─── Materials provided ───
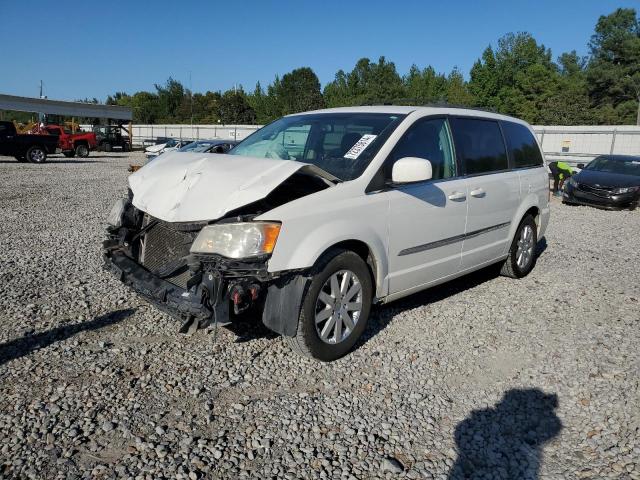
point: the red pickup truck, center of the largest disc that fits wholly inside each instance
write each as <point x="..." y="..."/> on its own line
<point x="73" y="144"/>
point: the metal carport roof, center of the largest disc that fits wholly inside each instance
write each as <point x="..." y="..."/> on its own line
<point x="69" y="109"/>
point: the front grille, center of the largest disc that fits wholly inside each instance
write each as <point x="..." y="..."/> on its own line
<point x="163" y="248"/>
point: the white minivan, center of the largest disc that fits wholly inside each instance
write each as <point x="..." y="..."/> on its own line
<point x="319" y="215"/>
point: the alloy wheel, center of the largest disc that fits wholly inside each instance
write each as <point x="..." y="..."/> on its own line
<point x="524" y="253"/>
<point x="338" y="307"/>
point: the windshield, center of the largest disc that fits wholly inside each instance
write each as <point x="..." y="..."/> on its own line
<point x="342" y="144"/>
<point x="622" y="165"/>
<point x="197" y="147"/>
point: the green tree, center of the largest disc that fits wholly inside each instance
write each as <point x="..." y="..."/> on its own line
<point x="235" y="108"/>
<point x="613" y="73"/>
<point x="170" y="98"/>
<point x="425" y="86"/>
<point x="299" y="91"/>
<point x="457" y="91"/>
<point x="366" y="83"/>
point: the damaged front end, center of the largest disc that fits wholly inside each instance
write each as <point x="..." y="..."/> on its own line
<point x="203" y="271"/>
<point x="154" y="258"/>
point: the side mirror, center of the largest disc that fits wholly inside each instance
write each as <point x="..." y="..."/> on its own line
<point x="411" y="169"/>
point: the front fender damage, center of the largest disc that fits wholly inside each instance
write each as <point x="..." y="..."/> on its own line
<point x="198" y="289"/>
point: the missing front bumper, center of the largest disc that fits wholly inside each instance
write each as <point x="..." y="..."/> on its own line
<point x="184" y="304"/>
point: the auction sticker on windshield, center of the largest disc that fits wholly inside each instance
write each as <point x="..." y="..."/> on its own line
<point x="360" y="146"/>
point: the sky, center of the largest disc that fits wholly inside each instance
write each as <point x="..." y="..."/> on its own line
<point x="93" y="49"/>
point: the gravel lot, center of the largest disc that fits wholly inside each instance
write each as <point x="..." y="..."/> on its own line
<point x="485" y="377"/>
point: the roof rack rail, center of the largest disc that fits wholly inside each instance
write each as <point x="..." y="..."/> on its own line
<point x="414" y="102"/>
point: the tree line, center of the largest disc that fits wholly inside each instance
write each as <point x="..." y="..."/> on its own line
<point x="518" y="76"/>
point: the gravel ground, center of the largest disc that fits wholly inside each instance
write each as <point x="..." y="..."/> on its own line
<point x="485" y="377"/>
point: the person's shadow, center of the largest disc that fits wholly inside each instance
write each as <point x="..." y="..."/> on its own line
<point x="505" y="442"/>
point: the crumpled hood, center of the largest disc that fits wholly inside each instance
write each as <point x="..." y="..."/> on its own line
<point x="155" y="148"/>
<point x="192" y="187"/>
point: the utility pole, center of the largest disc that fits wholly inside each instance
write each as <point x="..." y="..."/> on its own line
───
## [Task]
Write out the lines again from the line with "point: the tree" through the end of the lines above, and shift every coordinate in the answers by -44.

## [Reply]
point: the tree line, center of the largest disc that fits wholly inside each instance
write each as <point x="..." y="..."/> on its own line
<point x="474" y="32"/>
point: the gravel ground, center of the largest disc that fits wholly inside each instance
write each as <point x="..." y="..."/> on its own line
<point x="441" y="333"/>
point: the person's shadow, center of the largest disc that fits wholly inside each instance
write each as <point x="..." y="..."/> on its own line
<point x="461" y="398"/>
point: the crumpled hood, center of the largest disc that fits wholly inside each instance
write each as <point x="..." y="..."/> on its own line
<point x="111" y="104"/>
<point x="148" y="143"/>
point: the utility pole, center of the largest disc that fits wholly inside each instance
write each as <point x="..." y="..."/> on its own line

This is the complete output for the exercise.